- **PAGE**:

He will try to get out of their way and also remove constraints from an “ossified” bureaucracy. They, in turn, will have to deliver sharply improving academic achievement.

“I’m committed to finding ways to provide the support necessary to free you from the restraints that impede you from this work,” said Deasy, noting that his expectations could make their jobs uncomfortable at times.

As he has on other occasions, Deasy read from Martin Luther King Jr.'s explanation of his impatience to end segregation at lunch counters and elsewhere, out of which Deasy stated his own imperative for results.

“We are indeed impatient,” Deasy said. “The lunch counter for LAUSD youth is graduation and proficiency and attendance.”

The annual, start-of-the-year speech to administrators has become a much-watched ritual in the Los Angeles Unified School District, a temperature check of sorts on the district’s top manager, his program and how the rank-and-file are receiving it. Deasy assumed the top spot in mid-April, with the retirement of Ramon C. Cortines. Like his predecessors, Deasy took pleasure in reciting the achievements of particular schools at some length.

- **COLLECTED DATA**:
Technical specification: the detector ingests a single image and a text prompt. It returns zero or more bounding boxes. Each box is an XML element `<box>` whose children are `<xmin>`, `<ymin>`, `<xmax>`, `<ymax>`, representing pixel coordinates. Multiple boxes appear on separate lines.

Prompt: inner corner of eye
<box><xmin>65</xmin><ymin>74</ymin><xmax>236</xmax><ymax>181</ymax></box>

- **SET TASK 1**: Revise the article on Deasy's speech, starting with "As he has on" and going on through "imperative for results.", so that "urgency" replaces "impatience".
- **SET TASK 2**: Carry on the article about Deasy's speech to administrators from the point at which it stops.

- **OUTPUT 1**:
As he has on other occasions, Deasy read from Martin Luther King Jr.'s explanation of his urgency to end segregation at lunch counters and elsewhere, out of which Deasy stated his own imperative for results.

- **OUTPUT 2**:
But as superintendent Deasy has had to take responsibility for “restructuring” several low-performing middle and high schools. In that process, all staff must reinterview for jobs; administrators are typically replaced along with most teachers. Deasy has clearly signaled he’s prepared to take this step as often as he feels necessary.

Administrators packed into the historic Hollywood High School auditorium were well aware of the school-site shake-ups and some expressed, anonymously, some wariness toward Deasy.